» **과제 안내**: 아래 항목 전체를 다시 쓰되 "rough mask"만 모두 "coarse mask"(으)로 수정하고 나머지는 그대로 두며, 그림은 답에서 빼 주세요.

저장된 항목:
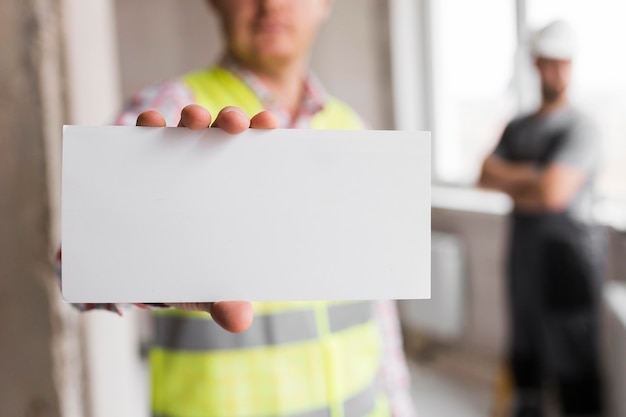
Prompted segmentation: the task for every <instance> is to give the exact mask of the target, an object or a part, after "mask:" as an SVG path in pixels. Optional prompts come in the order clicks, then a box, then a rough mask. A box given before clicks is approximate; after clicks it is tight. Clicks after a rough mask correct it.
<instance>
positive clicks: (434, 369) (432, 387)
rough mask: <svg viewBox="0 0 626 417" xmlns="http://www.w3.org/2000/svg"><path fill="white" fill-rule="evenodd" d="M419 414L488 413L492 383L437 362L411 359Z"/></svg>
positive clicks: (468, 413) (469, 415) (485, 415)
mask: <svg viewBox="0 0 626 417" xmlns="http://www.w3.org/2000/svg"><path fill="white" fill-rule="evenodd" d="M410 370H411V389H412V394H413V398H414V401H415V406H416V408H417V415H418V417H488V416H489V415H490V410H491V406H492V404H493V386H492V385H491V384H490V383H488V382H485V381H481V380H480V379H478V378H473V377H471V376H469V375H466V374H464V373H462V372H455V371H450V370H449V369H446V368H445V367H441V366H439V365H437V364H428V363H426V364H424V363H421V364H418V363H416V362H414V361H411V362H410Z"/></svg>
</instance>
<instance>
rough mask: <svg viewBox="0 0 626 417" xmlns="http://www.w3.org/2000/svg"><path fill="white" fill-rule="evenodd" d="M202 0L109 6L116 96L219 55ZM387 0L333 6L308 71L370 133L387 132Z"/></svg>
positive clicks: (387, 78) (341, 1) (346, 2)
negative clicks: (374, 130) (117, 50)
mask: <svg viewBox="0 0 626 417" xmlns="http://www.w3.org/2000/svg"><path fill="white" fill-rule="evenodd" d="M206 3H207V2H206V0H185V1H184V2H175V1H171V0H132V1H128V0H116V1H115V6H116V7H115V9H116V19H117V24H118V40H119V53H120V55H119V56H120V73H121V85H122V94H123V96H124V97H129V96H130V95H131V94H132V93H133V92H135V91H137V90H138V89H140V88H142V87H144V86H146V85H147V84H150V83H154V82H158V81H162V80H165V79H168V78H171V77H175V76H177V75H180V74H182V73H184V72H186V71H189V70H192V69H195V68H201V67H204V66H207V65H209V64H210V63H212V62H214V60H215V59H216V58H217V57H218V56H219V54H220V52H221V38H220V34H219V30H218V27H217V22H216V20H215V17H214V16H213V15H212V12H211V11H210V9H209V7H208V6H207V5H206ZM389 60H390V57H389V42H388V25H387V0H341V1H336V2H335V5H334V11H333V14H332V16H331V18H330V19H329V21H328V22H327V23H326V25H325V26H324V28H323V29H322V32H321V34H320V37H319V42H318V43H317V45H316V47H315V50H314V54H313V58H312V66H313V68H314V69H315V71H316V73H317V74H318V76H319V77H320V79H321V80H322V81H323V82H324V83H325V85H326V86H327V87H328V89H329V90H330V91H331V92H332V93H333V94H335V95H336V96H338V97H339V98H341V99H343V100H345V101H347V102H348V103H349V104H351V105H352V106H354V107H355V108H356V109H357V111H359V113H360V114H361V115H362V116H363V117H364V118H365V119H366V120H367V121H368V123H369V124H370V125H371V127H373V128H391V127H392V124H393V121H392V108H391V106H392V104H391V103H392V100H391V91H392V90H391V79H390V73H391V70H390V63H389Z"/></svg>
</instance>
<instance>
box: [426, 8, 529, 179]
mask: <svg viewBox="0 0 626 417" xmlns="http://www.w3.org/2000/svg"><path fill="white" fill-rule="evenodd" d="M429 9H430V15H429V18H430V25H429V26H430V42H431V45H430V49H431V56H430V58H431V65H432V75H431V78H432V80H431V84H432V85H431V88H432V103H431V105H430V107H431V108H432V114H431V118H432V120H431V124H432V135H433V143H434V161H433V163H434V173H433V174H434V180H435V181H437V182H439V183H454V184H467V185H470V184H474V183H475V182H476V178H477V175H478V172H479V169H480V165H481V163H482V160H483V158H484V157H485V155H486V154H487V153H488V152H489V151H490V150H491V149H492V148H493V147H494V146H495V144H496V142H497V140H498V139H499V136H500V134H501V132H502V130H503V129H504V126H505V125H506V123H507V122H508V121H509V120H510V118H511V117H512V116H513V115H514V114H515V113H516V111H517V95H516V93H515V83H514V82H513V81H514V76H515V58H516V49H517V34H516V32H517V30H516V14H515V12H516V3H515V0H472V1H467V0H431V1H430V2H429Z"/></svg>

» **답안 작성란**:
Prompted segmentation: the task for every <instance> is to give the exact mask of the target, an object or a part, after "mask:" as an SVG path in pixels. Optional prompts come in the order clicks, then a box, then a coarse mask. A box given before clicks is approximate; after clicks it is tight. Clicks after a coarse mask correct it.
<instance>
positive clicks: (434, 369) (432, 387)
coarse mask: <svg viewBox="0 0 626 417" xmlns="http://www.w3.org/2000/svg"><path fill="white" fill-rule="evenodd" d="M419 414L488 413L492 383L437 362L411 359Z"/></svg>
positive clicks: (468, 413) (469, 415) (485, 415)
mask: <svg viewBox="0 0 626 417" xmlns="http://www.w3.org/2000/svg"><path fill="white" fill-rule="evenodd" d="M410 370H411V389H412V394H413V398H414V401H415V406H416V408H417V415H418V417H488V416H489V415H490V410H491V406H492V404H493V386H492V385H491V384H490V383H488V382H485V381H481V380H480V379H478V378H473V377H471V376H469V375H466V374H464V373H462V372H455V371H450V370H449V369H446V368H445V367H441V366H439V365H437V364H428V363H426V364H424V363H421V364H418V363H416V362H414V361H411V362H410Z"/></svg>
</instance>
<instance>
coarse mask: <svg viewBox="0 0 626 417" xmlns="http://www.w3.org/2000/svg"><path fill="white" fill-rule="evenodd" d="M202 0L109 6L116 96L219 55ZM387 0L333 6L308 71L370 133L387 132Z"/></svg>
positive clicks: (387, 78) (341, 1) (346, 2)
negative clicks: (374, 130) (117, 50)
mask: <svg viewBox="0 0 626 417" xmlns="http://www.w3.org/2000/svg"><path fill="white" fill-rule="evenodd" d="M206 3H207V2H206V0H185V1H184V2H175V1H171V0H132V1H128V0H116V1H115V6H116V7H115V9H116V19H117V24H118V40H119V53H120V55H119V56H120V73H121V85H122V94H123V96H124V97H129V96H130V95H131V94H132V93H133V92H135V91H137V90H138V89H140V88H142V87H144V86H146V85H147V84H150V83H154V82H158V81H162V80H165V79H168V78H171V77H175V76H177V75H180V74H182V73H184V72H186V71H189V70H192V69H195V68H201V67H204V66H207V65H209V64H210V63H212V62H214V60H215V59H216V58H217V57H218V56H219V54H220V52H221V38H220V34H219V30H218V27H217V22H216V20H215V17H214V16H213V15H212V12H211V11H210V9H209V7H208V6H207V5H206ZM389 60H390V57H389V42H388V25H387V0H341V1H336V2H335V5H334V11H333V14H332V16H331V18H330V19H329V21H328V22H327V23H326V25H325V26H324V28H323V29H322V32H321V34H320V37H319V42H318V43H317V45H316V47H315V50H314V54H313V58H312V66H313V68H314V69H315V71H316V73H317V74H318V76H319V77H320V79H321V80H322V81H323V82H324V83H325V85H326V86H327V87H328V89H329V90H330V91H331V92H332V93H333V94H335V95H336V96H338V97H339V98H341V99H343V100H345V101H347V102H348V103H349V104H351V105H352V106H354V107H355V108H356V109H357V111H359V113H360V114H361V115H362V116H363V117H364V118H365V119H366V120H367V121H368V123H369V124H370V125H371V127H373V128H391V127H392V124H393V121H392V108H391V106H392V104H391V103H392V100H391V91H392V90H391V79H390V73H391V70H390V63H389Z"/></svg>
</instance>
<instance>
box: [426, 8, 529, 179]
mask: <svg viewBox="0 0 626 417" xmlns="http://www.w3.org/2000/svg"><path fill="white" fill-rule="evenodd" d="M429 9H430V15H429V18H430V25H429V26H430V42H431V45H430V49H431V56H430V58H431V65H432V75H431V78H432V80H431V84H432V85H431V88H432V103H431V105H430V107H431V108H432V114H431V118H432V120H431V124H432V135H433V143H434V161H433V163H434V173H433V174H434V180H435V181H437V182H439V183H454V184H467V185H470V184H474V183H475V182H476V178H477V175H478V172H479V169H480V165H481V163H482V160H483V158H484V157H485V155H486V154H487V153H488V152H489V151H490V150H491V149H492V148H493V147H494V146H495V144H496V142H497V140H498V139H499V136H500V134H501V132H502V130H503V129H504V126H505V125H506V123H507V122H508V121H509V120H510V118H511V117H512V116H513V115H514V114H515V113H516V111H517V95H516V93H515V83H514V82H513V81H514V76H515V58H516V49H517V34H516V32H517V30H516V14H515V12H516V3H515V0H472V1H467V0H431V1H430V2H429Z"/></svg>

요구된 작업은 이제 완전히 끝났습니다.